__原文の抜粋__.
┏━━

日本の今後、そしてリーダーシップに対する私見


[はじめに]
 今回は、1985年に起こったプラザ合意に関連した日本の当時の状況と今後について、そして、リーダーシップに関する私の考え方をご披露申しあげたいと思います。
 少しでもお役に立てば幸いであります。

[プラザ合意と日本]
私が東京銀行に入行して4年目、私は韓国ソウルで語学研修をした後、その秋にソウルで開催された、世銀・IMF総会に末席で参加させて戴きました。
当時の米国のボルカーFRB議長の大柄な体と野太い声を今でも忘れられません。
そうした意味で、私にとって、1985年はとても印象に残る年でありましたが、世界経済、日本経済の視点から見ると、この1985年には、
「プラザ合意」
なる、
「とんでもない」
出来事が発生した年でもありました。
米国は今、
「為替操作国を認定した上で、その認定国に対して、事実上の制裁を加えている。」

┗━━

__演習の目的__. プラザ合意をめぐる文章を、最後の文の後から書き継ぐこと。 記録は、プラザ合意をめぐる文章とは別の資料である。

__抽出した記録__.

┏━━

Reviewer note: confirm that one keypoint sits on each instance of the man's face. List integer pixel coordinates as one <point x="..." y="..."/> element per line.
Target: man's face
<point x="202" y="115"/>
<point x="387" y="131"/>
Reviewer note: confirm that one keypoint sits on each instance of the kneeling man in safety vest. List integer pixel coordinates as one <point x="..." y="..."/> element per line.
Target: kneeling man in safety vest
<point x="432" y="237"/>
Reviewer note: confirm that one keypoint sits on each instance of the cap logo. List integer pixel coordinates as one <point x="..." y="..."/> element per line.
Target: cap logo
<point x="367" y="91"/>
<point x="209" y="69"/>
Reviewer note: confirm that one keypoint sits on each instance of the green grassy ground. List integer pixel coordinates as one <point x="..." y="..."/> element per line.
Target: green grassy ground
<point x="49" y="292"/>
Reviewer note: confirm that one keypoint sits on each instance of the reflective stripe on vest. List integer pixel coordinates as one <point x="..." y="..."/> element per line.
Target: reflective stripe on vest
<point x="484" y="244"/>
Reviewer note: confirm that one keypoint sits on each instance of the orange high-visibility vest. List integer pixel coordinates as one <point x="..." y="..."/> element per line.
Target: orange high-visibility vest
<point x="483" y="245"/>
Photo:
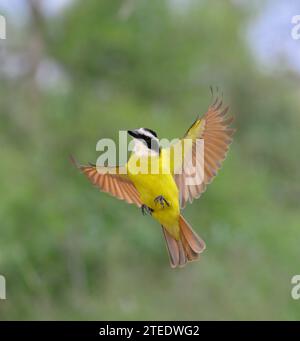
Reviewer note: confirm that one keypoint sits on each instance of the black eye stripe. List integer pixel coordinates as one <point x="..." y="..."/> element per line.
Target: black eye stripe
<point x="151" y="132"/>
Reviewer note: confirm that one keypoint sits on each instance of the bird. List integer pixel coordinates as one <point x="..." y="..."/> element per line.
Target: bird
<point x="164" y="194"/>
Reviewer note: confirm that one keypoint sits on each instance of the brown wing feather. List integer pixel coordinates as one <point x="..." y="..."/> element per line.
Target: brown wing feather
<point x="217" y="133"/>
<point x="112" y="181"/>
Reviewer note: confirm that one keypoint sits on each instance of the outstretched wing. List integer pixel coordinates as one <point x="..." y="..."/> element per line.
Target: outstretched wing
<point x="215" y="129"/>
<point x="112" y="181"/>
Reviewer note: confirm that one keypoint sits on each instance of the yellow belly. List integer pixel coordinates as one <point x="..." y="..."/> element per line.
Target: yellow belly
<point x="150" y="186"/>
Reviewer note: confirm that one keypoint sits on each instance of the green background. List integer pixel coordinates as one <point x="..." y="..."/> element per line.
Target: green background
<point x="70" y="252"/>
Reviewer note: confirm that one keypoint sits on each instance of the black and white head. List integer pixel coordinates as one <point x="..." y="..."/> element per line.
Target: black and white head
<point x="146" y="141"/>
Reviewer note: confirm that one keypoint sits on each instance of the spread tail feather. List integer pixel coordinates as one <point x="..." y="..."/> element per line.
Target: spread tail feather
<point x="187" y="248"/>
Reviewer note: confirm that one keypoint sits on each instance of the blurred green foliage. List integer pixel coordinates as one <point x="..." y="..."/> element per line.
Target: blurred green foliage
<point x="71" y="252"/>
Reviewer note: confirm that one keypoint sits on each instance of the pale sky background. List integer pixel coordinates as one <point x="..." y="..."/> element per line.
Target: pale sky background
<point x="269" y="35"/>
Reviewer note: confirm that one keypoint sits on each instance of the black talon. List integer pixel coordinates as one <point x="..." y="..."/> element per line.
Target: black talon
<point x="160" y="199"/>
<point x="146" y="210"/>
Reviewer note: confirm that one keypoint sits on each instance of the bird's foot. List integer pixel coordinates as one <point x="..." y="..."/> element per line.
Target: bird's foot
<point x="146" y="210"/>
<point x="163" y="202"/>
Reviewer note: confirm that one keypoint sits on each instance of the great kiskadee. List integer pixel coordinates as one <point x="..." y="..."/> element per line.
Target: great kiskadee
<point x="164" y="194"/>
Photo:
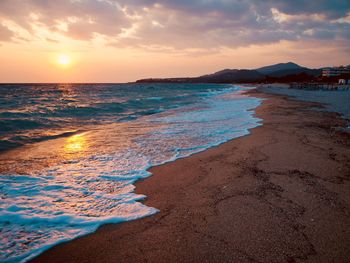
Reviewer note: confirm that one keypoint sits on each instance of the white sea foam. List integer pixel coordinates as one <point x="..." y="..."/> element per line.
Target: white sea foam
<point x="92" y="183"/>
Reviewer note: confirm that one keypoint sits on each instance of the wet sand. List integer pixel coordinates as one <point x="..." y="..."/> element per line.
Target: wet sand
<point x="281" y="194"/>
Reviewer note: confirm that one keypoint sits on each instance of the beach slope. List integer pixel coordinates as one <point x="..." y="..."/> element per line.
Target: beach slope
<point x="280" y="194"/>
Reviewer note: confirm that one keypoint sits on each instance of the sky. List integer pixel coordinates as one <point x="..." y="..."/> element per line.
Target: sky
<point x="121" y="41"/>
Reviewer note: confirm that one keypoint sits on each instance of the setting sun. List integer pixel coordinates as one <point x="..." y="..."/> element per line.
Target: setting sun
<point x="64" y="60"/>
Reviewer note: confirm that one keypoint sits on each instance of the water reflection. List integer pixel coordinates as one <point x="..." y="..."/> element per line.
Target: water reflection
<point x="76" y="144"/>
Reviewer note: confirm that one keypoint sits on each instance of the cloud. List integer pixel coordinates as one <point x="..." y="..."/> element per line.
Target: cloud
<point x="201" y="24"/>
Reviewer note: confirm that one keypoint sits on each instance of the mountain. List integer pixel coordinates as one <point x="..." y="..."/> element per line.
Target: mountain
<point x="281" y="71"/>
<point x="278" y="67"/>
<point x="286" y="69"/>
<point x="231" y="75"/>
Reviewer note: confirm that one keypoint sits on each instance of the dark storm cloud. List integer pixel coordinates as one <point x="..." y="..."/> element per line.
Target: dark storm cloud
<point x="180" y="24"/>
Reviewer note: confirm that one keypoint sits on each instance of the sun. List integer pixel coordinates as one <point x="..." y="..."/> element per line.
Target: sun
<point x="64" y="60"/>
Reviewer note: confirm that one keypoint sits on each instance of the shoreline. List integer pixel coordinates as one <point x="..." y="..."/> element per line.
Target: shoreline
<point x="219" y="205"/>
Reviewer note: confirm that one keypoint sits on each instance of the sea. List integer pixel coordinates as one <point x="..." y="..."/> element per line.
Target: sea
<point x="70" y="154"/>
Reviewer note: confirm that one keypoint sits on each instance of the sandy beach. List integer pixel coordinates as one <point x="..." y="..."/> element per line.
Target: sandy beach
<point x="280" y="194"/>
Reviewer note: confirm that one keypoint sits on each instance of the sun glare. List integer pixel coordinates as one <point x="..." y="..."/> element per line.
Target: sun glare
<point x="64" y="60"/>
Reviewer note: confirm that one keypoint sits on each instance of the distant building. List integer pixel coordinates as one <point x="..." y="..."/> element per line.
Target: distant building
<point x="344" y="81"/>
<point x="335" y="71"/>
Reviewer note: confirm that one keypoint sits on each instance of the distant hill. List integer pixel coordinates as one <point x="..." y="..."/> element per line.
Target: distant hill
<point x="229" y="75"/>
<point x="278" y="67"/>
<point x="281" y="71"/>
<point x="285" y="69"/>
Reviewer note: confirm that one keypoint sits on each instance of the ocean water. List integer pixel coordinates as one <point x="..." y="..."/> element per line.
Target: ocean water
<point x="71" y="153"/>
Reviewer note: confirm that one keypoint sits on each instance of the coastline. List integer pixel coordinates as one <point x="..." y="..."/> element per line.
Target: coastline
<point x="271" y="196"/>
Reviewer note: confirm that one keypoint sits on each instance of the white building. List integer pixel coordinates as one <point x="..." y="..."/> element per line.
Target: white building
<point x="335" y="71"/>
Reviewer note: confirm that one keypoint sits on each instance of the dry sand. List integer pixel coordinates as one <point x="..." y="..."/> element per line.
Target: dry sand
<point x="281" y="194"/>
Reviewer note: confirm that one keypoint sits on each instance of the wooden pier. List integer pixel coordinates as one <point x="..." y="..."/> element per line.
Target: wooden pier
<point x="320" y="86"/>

┗━━

__課題への回答__.
訳でありますが、
「米国自身が意図的に他国に圧力を加え、為替操作をし、表面的には国際合意をした形にするという形での為替操作をすることは許される。」
のでありましょうか。
私にとって、そうした意味でもこの1985年は印象的な年となりました。

さて、そのプラザ合意とは、1985年のG5で、一方的な米ドル高を是正すべく、アメリカ・日本・英国・フランス・ドイツのG5全ての国が協調して為替介入を行うという取り決めのことで、この後1年で、為替相場は1米ドル=約240円台から1米ドル=160円まで急激な円高米ドル安に変動しました。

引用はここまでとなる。